SportsMonday Column: Here's the season for Michigan
Michigan sophomore fullback Ben Mason says he’s looking forward to next week’s game against Wisconsin.
So are we.
This is the season-defining stretch for the Wolverines, a gauntlet of three difficult games. Wisconsin, Michigan State, Penn State.
“The beginning of the schedule was prep to get through these,” said junior linebacker Devin Bush Jr., “and I feel like we’re ready.”
All the offseason talk of improvement, of being ready for the big games, of contending for a Big Ten title and a bid to the college football playoffs — all that talk comes to a head next week.
Because everything Michigan wants is still on the table. All of the Wolverines’ goals were still there for the taking even after their ugly season-opening loss at Notre Dame on Sept. 1.
It feels like that game took place ages ago. In the context of a 12-game season, it did.
Against the Fighting Irish, Michigan started slow out of the gate. It fell behind, 21-3, and that was too much to overcome, because the Wolverines couldn’t give Shea Patterson enough time in the pocket. They couldn’t establish the run game. They couldn’t make big plays when they needed to; they gave up big plays when they could least afford to.
Basically, they looked a lot like they did last year, when they stumbled to an 8-5 season.
In a way, this team is still dealing with some of those same issues. No one has forgotten Michigan’s 17-0 deficit at Northwestern last week. The offense still has drives in which it looks stagnant.
But there’s plenty that’s different now, too.

What is needed: Please carry on the Michigan football column from its last line, "But there's plenty that's different now, too."

Source material:
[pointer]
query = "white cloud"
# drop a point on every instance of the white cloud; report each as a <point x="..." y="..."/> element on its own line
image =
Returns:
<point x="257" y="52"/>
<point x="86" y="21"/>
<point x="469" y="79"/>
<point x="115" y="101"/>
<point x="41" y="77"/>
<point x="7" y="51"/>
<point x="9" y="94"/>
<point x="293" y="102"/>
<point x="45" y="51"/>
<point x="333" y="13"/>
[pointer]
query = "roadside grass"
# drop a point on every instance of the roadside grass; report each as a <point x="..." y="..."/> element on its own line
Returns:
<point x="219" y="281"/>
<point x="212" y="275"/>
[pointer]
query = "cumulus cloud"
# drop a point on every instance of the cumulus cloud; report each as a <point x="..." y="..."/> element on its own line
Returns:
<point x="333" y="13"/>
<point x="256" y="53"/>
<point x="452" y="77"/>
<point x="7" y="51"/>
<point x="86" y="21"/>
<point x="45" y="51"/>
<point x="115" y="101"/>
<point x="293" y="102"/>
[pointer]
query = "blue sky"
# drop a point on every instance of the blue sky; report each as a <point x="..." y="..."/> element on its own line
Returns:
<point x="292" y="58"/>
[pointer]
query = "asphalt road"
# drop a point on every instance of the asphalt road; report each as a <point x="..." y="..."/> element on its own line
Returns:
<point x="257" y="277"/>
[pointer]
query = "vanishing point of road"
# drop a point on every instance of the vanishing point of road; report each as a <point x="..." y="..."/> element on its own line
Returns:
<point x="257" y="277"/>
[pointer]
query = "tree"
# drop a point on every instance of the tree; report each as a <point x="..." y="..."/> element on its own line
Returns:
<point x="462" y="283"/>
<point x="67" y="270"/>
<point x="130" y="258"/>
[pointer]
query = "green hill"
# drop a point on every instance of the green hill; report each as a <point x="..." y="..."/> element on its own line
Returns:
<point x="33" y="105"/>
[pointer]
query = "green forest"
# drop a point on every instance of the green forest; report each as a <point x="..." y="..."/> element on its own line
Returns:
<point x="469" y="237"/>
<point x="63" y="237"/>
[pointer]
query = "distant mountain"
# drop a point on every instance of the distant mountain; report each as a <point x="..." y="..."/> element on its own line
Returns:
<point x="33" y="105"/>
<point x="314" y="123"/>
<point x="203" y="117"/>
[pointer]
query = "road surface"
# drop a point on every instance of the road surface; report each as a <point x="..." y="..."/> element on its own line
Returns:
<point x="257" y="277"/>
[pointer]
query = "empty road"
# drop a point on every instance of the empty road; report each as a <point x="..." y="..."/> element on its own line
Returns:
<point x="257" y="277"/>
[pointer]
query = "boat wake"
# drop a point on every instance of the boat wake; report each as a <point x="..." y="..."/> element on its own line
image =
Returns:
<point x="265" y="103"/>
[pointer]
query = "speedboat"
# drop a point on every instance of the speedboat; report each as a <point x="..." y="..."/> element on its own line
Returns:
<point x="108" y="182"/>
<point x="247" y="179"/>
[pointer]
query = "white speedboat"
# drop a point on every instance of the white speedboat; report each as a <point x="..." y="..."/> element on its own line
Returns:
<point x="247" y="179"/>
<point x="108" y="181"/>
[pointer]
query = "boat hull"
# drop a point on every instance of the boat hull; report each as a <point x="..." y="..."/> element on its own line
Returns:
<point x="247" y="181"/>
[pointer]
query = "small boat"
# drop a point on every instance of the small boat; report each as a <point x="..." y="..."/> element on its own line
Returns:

Written answer:
It starts up front. Give the Wolverines’ offensive line credit. They talked all offseason about simplifying things, about the effect of new offensive line coach Ed Warriner.
Against Notre Dame, it looked like that talk was just that: talk.
But the offensive line has steadily improved. To borrow the lingo of Jim Harbaugh, it’s an ascending unit. They kept Patterson clean against Western Michigan, SMU and Nebraska.
Then the linemen did the same against Northwestern’s Joe Gaziano and Maryland’s Jesse Aniebonam, two of the conference’s premier pass-rushing ends.
The run game has been consistent, too. Karan Higdon is averaging over 100 rushing yards per game. Mason continues to plow over defenders in short-yardage situations.
And, of course, Patterson has been everything Michigan needed him to be. He has been one of the best quarterbacks in the conference so far. He has been a steady presence under center, and when things go wrong, he can still make plays like the 34-yard touchdown pass he completed to sophomore receiver Donovan Peoples-Jones, when Patterson spun away from the rush, flipped it to Peoples-Jones and watched as his receiver did the rest.
That’s the sign of a good quarterback: he makes the easy plays look routine, and does the same with the hard plays.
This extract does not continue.